[Pointing dataset records]
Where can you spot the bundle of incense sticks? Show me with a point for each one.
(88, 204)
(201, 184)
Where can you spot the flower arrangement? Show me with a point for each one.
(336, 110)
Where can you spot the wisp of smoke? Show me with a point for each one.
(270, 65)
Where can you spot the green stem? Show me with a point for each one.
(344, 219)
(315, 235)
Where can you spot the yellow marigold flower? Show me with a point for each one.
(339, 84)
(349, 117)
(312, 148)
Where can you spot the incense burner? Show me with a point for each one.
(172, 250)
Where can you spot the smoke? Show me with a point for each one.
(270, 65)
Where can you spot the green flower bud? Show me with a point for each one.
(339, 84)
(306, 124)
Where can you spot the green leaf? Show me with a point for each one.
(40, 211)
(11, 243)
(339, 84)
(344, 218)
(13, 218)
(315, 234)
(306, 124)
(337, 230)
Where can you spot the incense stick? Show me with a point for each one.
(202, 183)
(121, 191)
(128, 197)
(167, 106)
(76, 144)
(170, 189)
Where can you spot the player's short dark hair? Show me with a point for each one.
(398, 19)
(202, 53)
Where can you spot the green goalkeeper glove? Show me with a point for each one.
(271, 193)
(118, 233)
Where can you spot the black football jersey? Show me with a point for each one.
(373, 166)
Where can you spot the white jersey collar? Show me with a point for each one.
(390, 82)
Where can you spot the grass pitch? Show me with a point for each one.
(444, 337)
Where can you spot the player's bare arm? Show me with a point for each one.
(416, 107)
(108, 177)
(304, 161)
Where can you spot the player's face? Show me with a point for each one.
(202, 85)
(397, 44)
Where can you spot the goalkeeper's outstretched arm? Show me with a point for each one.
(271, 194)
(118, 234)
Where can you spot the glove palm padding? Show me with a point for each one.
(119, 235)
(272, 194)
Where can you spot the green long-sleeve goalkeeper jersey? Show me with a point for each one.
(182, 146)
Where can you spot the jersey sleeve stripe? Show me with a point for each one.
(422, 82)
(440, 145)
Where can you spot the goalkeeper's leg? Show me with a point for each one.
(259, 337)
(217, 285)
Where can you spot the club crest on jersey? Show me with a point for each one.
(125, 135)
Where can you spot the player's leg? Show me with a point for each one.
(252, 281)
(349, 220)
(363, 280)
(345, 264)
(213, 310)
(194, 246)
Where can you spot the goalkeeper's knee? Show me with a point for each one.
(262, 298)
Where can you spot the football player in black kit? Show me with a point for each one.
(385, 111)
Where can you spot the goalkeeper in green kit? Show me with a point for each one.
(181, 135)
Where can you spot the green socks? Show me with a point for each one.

WRITTEN REQUEST — Copy the stretch of entries from the line containing "Where can you spot the goalkeeper in" through the end of the entries, substituting "emerald" for "green" and keeping everything else unchanged.

EXPECTED OUTPUT —
Where can you spot the goalkeeper in emerald kit? Show me with a point for each one.
(181, 135)
Where can you spot the emerald socks? Show me with a point for each one.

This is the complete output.